▸ Required task:
From the article below on USGS data manipulation, reproduce word for word the passage starting at "A USGS analyst" and ending at "the IG reported.".

▸ Page excerpt:
::::::::::
– Federal Lab Ignored Environmental Data Manipulation For YEARS:
U.S. Geological Survey (USGS) officials knew about environmental data manipulation for years before they stopped the manipulation or notified scientists who may have used phony information, a Daily Caller News Foundation investigation has found.
A USGS analyst resigned while under investigation for data manipulation from 1996 to 2008, but another analyst continued that distortion until 2014. But agency officials learned data was manipulated as early as 2004 when scientists found “test results did not make sense” and “were not accurate,” according to a Department of the Interior inspector general (IG) audit published 11 years later.
“Our office wasn’t aware of the 2008 incident until we began work on our May 2015 evaluation report,” IG spokeswoman Gillian Carroll told TheDCNF.
Yet USGS allowed the manipulation to continue until 2008, and the agency didn’t post a notice until April 2010. An external audit USGS contracted in 2012 found 29 issues, but 11 remained uncorrected as of June 2014 – six years after the manipulation was caught, the IG reported.
::::::::::
▸ Dataset section:

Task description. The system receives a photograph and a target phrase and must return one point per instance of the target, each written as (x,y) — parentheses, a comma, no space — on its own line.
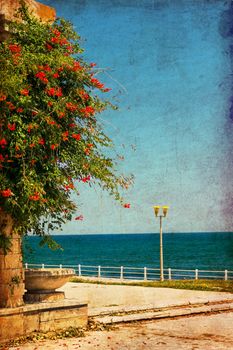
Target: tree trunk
(11,266)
::::::::::
▸ Task answer:
A USGS analyst resigned while under investigation for data manipulation from 1996 to 2008, but another analyst continued that distortion until 2014. But agency officials learned data was manipulated as early as 2004 when scientists found “test results did not make sense” and “were not accurate,” according to a Department of the Interior inspector general (IG) audit published 11 years later.
“Our office wasn’t aware of the 2008 incident until we began work on our May 2015 evaluation report,” IG spokeswoman Gillian Carroll told TheDCNF.
Yet USGS allowed the manipulation to continue until 2008, and the agency didn’t post a notice until April 2010. An external audit USGS contracted in 2012 found 29 issues, but 11 remained uncorrected as of June 2014 – six years after the manipulation was caught, the IG reported.